→ **GOAL**: In the material below, switch "blue jeans" to "denim trousers" and reproduce every line with nothing else changed. Leave the pictures out of your answer.

→ **SUPPLIED RECORDS**:
----------------

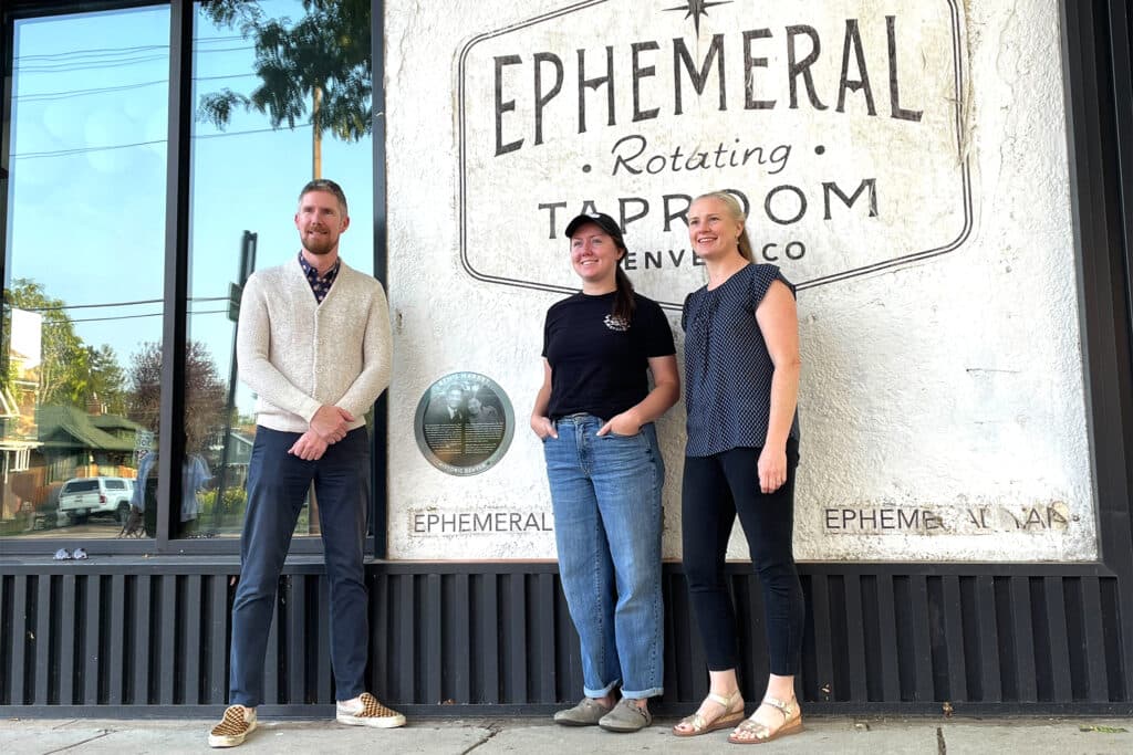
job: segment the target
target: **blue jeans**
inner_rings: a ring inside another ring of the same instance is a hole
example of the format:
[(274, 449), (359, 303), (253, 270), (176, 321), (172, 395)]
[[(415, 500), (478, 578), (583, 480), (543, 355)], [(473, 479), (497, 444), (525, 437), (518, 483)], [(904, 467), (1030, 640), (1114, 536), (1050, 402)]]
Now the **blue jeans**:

----------------

→ **EXERCISE SOLUTION**:
job: segment the target
target: **denim trousers**
inner_rings: a ring inside another ring of the same instance is a hole
example of the format:
[(274, 449), (359, 303), (253, 270), (176, 321), (172, 395)]
[[(415, 500), (478, 578), (583, 480), (543, 355)], [(473, 479), (497, 444), (525, 437), (518, 483)], [(904, 467), (1030, 640), (1114, 536), (1050, 402)]]
Now the **denim trousers**:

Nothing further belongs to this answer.